- What is being asked -
Locate "task: provide the segmentation of the <item>wooden plank" in the listing below, then output the line holding it and every line after it, exactly and with nothing else.

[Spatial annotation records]

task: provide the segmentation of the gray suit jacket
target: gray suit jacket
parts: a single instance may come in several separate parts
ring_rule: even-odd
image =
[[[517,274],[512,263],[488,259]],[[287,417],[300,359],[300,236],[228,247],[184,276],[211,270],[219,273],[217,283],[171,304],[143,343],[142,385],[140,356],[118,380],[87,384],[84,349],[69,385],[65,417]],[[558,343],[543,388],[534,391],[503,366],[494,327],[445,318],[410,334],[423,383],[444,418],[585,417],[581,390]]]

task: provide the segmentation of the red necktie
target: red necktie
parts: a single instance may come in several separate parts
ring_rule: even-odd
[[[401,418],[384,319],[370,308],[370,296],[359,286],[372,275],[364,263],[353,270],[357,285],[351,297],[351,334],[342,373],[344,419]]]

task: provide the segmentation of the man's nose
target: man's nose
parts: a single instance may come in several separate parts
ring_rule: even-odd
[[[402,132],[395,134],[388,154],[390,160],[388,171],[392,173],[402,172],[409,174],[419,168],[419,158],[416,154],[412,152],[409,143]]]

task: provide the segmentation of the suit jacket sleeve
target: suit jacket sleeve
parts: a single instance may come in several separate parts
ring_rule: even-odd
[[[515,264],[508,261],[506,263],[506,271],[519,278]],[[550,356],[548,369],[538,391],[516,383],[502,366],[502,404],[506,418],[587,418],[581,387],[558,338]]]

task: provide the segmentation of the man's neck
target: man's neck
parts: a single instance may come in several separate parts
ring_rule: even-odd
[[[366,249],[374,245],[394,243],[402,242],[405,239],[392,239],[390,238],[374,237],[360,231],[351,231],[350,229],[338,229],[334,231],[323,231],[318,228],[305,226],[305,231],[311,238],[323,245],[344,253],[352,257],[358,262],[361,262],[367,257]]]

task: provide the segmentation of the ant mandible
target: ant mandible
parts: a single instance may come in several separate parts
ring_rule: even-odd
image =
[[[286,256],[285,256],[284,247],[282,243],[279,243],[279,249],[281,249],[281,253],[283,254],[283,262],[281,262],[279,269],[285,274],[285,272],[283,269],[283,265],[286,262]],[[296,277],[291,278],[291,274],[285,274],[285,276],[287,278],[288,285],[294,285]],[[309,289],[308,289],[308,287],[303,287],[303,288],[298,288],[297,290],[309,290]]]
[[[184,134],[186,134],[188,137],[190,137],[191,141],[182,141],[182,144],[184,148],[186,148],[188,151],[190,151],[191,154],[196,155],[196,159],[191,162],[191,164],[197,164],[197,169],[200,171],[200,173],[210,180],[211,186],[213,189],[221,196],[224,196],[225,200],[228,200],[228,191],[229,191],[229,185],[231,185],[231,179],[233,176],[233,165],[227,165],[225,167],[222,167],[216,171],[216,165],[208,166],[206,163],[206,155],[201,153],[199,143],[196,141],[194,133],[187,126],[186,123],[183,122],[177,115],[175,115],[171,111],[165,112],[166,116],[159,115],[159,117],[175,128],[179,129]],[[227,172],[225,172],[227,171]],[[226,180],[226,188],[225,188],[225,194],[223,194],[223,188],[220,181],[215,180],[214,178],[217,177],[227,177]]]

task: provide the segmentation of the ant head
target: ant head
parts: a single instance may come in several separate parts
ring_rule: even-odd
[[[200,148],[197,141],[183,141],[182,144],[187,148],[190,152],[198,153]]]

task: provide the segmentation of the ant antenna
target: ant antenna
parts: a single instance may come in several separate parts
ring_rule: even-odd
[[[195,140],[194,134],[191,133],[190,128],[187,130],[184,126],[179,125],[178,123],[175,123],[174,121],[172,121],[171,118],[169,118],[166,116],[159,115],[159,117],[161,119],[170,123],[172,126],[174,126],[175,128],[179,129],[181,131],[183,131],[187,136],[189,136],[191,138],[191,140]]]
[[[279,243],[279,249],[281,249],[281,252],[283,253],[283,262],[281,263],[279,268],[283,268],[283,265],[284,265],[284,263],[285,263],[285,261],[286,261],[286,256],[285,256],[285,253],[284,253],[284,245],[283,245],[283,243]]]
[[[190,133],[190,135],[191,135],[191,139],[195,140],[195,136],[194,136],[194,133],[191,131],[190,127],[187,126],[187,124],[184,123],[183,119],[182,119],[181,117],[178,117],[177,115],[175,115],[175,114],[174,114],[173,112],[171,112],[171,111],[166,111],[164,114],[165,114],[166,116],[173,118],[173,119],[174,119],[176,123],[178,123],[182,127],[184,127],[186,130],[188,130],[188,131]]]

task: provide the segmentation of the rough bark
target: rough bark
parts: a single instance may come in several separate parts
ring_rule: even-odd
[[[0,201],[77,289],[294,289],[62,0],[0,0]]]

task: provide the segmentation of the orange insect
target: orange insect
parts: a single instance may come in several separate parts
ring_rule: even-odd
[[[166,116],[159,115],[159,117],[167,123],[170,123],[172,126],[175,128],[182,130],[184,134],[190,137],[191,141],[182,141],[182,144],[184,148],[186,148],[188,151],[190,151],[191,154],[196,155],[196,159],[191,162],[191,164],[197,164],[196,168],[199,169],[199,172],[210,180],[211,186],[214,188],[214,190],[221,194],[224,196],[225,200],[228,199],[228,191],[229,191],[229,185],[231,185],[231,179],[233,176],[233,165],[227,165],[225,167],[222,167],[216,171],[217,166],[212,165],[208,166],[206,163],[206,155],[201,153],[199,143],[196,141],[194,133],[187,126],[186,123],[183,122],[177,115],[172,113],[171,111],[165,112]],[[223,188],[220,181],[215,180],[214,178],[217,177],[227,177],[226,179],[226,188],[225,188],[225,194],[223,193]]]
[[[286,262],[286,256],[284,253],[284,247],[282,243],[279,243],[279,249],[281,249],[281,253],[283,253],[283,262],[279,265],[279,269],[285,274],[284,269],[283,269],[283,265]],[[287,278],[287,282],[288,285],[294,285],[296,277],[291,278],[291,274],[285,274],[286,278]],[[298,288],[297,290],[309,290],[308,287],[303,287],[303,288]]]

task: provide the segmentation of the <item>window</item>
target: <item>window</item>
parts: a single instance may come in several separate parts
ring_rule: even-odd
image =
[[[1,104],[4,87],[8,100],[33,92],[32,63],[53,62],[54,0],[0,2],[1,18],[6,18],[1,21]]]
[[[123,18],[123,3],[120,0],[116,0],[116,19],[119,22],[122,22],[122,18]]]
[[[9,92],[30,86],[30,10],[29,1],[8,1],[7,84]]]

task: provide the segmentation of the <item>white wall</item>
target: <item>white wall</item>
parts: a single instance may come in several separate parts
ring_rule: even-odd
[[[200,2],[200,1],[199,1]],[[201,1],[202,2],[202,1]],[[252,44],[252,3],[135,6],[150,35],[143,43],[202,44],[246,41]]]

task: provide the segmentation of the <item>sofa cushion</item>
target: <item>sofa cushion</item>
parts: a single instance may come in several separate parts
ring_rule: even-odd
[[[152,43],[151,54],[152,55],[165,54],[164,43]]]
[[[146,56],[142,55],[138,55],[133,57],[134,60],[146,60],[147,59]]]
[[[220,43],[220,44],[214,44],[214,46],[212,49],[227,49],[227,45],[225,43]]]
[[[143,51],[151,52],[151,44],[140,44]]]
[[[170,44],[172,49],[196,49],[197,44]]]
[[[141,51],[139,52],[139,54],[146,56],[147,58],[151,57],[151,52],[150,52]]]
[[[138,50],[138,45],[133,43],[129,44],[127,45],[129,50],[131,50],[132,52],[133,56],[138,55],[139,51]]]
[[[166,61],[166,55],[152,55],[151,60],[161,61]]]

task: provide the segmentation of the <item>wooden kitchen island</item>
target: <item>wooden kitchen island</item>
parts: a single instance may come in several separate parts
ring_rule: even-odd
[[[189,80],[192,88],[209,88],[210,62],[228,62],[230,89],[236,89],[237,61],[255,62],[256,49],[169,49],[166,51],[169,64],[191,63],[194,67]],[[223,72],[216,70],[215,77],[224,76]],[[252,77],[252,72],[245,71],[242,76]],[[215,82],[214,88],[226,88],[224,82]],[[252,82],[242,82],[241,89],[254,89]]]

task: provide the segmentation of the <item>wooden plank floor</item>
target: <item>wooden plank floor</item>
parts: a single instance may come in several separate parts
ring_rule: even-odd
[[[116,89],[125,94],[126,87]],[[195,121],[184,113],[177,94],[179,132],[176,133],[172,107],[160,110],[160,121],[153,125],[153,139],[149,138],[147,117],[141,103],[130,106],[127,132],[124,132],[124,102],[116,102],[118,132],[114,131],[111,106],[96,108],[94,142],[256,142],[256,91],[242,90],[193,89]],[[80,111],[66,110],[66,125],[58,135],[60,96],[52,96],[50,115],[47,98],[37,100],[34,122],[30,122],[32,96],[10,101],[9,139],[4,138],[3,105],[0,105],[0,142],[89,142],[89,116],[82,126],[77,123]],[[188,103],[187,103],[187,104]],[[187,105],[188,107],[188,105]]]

- Problem solution -
task: provide the segmentation of the <item>wooden plank floor</item>
target: <item>wooden plank floor</item>
parts: a single instance may come in several separate parts
ring_rule: even-odd
[[[116,89],[125,94],[126,87]],[[195,121],[184,113],[177,94],[179,132],[176,133],[172,107],[160,110],[160,121],[153,125],[153,139],[149,138],[147,117],[141,103],[130,106],[127,132],[124,132],[124,102],[116,102],[118,132],[114,131],[111,106],[96,108],[94,142],[256,142],[256,91],[242,90],[193,89]],[[80,111],[66,110],[66,125],[58,135],[60,96],[52,96],[50,115],[47,98],[37,100],[34,122],[30,122],[32,96],[10,101],[9,139],[4,138],[3,105],[0,105],[0,142],[89,142],[89,116],[82,126],[77,123]],[[188,103],[187,103],[187,104]],[[187,105],[188,107],[188,105]]]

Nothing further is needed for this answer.